## [STATED GOAL]
Write out again every line from the one that contains "Can you find the illuminated" through the end of the records, multiplying each answer coordinate by 1.55 and rounding to whole numbers with halves rounded up. Keep all other lines as they are, including the numbers that follow each "written like this sample:".

A run of records:
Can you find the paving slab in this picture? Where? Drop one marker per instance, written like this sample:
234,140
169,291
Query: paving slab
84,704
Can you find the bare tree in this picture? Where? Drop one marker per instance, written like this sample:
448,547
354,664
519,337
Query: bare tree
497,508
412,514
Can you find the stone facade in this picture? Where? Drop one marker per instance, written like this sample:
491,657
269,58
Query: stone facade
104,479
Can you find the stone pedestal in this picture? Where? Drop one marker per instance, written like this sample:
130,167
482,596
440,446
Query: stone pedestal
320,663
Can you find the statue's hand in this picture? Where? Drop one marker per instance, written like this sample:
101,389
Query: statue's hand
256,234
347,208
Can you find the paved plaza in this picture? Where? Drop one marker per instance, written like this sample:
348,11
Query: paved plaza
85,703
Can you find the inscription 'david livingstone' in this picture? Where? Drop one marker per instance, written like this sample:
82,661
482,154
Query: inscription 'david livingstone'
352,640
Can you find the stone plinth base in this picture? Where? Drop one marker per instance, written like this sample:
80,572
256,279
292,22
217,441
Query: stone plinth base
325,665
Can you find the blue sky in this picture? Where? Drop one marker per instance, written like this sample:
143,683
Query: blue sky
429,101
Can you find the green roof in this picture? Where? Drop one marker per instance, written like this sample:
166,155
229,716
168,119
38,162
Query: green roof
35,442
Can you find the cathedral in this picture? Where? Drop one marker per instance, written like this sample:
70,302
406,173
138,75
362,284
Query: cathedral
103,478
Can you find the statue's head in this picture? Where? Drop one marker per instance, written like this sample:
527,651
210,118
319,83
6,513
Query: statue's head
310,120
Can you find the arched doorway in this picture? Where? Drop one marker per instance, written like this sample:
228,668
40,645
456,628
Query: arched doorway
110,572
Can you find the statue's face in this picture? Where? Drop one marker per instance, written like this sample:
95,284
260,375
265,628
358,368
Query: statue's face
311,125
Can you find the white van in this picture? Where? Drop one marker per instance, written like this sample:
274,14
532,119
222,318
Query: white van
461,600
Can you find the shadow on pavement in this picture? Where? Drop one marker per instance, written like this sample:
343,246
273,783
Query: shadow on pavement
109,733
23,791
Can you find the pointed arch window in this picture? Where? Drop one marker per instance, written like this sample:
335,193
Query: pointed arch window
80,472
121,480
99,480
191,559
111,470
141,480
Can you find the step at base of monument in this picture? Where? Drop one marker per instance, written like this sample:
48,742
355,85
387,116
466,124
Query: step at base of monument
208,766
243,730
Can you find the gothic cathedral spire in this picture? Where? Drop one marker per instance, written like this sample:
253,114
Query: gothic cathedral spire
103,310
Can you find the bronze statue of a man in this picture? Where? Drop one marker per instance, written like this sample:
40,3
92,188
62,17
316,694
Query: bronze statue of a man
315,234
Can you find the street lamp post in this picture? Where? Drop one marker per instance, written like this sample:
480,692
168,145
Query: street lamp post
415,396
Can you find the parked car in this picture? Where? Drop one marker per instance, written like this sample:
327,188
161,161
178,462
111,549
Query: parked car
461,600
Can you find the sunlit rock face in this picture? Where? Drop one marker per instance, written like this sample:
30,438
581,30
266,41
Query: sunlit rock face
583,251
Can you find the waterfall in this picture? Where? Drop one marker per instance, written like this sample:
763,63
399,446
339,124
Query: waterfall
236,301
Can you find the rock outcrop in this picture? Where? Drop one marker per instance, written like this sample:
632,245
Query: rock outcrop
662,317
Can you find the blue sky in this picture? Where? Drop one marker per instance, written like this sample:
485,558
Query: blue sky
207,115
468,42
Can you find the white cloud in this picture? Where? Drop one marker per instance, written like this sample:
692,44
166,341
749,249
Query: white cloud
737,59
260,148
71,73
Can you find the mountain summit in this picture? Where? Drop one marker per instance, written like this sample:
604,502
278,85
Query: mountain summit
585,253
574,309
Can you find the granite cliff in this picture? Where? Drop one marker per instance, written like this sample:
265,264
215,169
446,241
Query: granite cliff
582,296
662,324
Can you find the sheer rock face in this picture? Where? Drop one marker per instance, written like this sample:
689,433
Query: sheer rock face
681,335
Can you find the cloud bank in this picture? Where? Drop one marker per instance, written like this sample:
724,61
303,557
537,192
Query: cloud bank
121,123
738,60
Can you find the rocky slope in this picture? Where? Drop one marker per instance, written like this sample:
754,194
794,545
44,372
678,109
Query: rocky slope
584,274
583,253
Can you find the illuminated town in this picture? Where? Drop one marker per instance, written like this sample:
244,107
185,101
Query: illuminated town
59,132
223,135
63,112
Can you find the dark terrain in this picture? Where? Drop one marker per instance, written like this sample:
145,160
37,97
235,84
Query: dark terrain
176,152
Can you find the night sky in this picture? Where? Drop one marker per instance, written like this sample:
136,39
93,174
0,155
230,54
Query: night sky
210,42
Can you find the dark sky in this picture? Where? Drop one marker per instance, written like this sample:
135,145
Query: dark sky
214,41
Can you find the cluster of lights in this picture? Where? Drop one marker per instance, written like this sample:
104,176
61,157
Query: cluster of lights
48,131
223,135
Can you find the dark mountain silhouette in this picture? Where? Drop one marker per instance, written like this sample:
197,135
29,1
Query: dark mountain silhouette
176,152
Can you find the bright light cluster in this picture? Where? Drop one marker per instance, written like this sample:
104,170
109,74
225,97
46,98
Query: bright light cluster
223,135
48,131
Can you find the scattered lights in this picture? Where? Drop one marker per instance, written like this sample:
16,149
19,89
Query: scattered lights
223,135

## [SOLUTION FOR THIS TASK]
Can you find the illuminated town in this picture? Where? Drop one marker per instance, written like this sample:
244,107
185,101
Query: illuminated town
91,205
346,209
98,174
Can you find the dark terrain in this picture? Where? Drop one marker per instance, written like this sample:
145,160
37,97
235,84
Query: dark terrain
273,236
Can you find the night sky in this picture? Where? Drop one marker per instance, written like this sample:
136,39
93,174
0,155
230,54
Query: night sky
326,65
Can you find the dark sky in this picture? Where? Drop one marker per instance, written like this sample:
135,145
Query: dark sky
332,64
Can you find the cluster of lights in this picture? Where? Drop one marker per instance, written like this sample:
104,176
61,157
Query: cluster of lights
74,203
346,209
Can you find the dark mountain silhouette in this picture? Where? Drop one marker per instance, written like this sample:
197,135
29,1
Query: dark mountain silhouette
273,236
Can you find the bright light cluster in this picture? Where? Drop one marker per instance, written like this sample:
104,170
109,74
225,97
46,98
Query: bright light cluster
346,209
74,203
Can you find the scattered lights in this picture? Where? Drop one marker per instance, written like this sample:
16,149
19,89
Query: scattered lights
346,209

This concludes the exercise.